■ PROBLEM TO SOLVE
Using the records that appear below, write out exactly the lines from the one with "Target: goal post" through the one with "Put a point on every instance of the white", keeping both end lines.

■ DATA SUPPLIED
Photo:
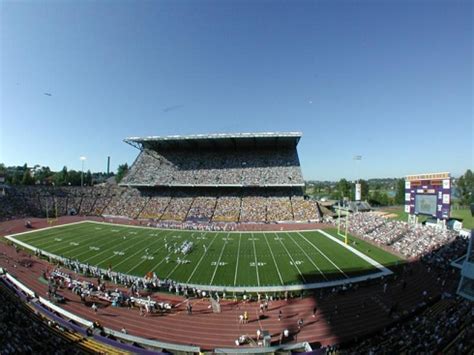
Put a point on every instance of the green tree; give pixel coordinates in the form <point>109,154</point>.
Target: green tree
<point>121,172</point>
<point>465,185</point>
<point>27,179</point>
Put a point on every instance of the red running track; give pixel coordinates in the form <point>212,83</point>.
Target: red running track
<point>359,312</point>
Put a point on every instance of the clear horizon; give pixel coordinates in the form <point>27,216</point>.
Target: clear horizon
<point>390,81</point>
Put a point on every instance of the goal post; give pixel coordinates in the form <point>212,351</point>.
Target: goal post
<point>346,224</point>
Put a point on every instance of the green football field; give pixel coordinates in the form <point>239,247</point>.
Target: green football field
<point>230,259</point>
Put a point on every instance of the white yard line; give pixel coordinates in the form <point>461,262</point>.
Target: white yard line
<point>307,256</point>
<point>256,261</point>
<point>356,252</point>
<point>218,261</point>
<point>237,263</point>
<point>46,228</point>
<point>83,242</point>
<point>115,245</point>
<point>202,257</point>
<point>141,250</point>
<point>293,261</point>
<point>273,257</point>
<point>144,260</point>
<point>325,256</point>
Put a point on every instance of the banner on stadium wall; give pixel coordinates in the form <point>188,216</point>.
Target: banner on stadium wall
<point>358,192</point>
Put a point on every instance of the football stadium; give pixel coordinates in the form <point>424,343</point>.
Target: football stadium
<point>209,244</point>
<point>202,177</point>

■ ANSWER TO THE EXERCISE
Target: goal post
<point>346,224</point>
Put a point on every instance of the green football field; give pixel coordinates in the form <point>239,247</point>.
Target: green football field
<point>230,259</point>
Put a point on every instance of the white yard line; give pixel coordinates in the form <point>461,262</point>.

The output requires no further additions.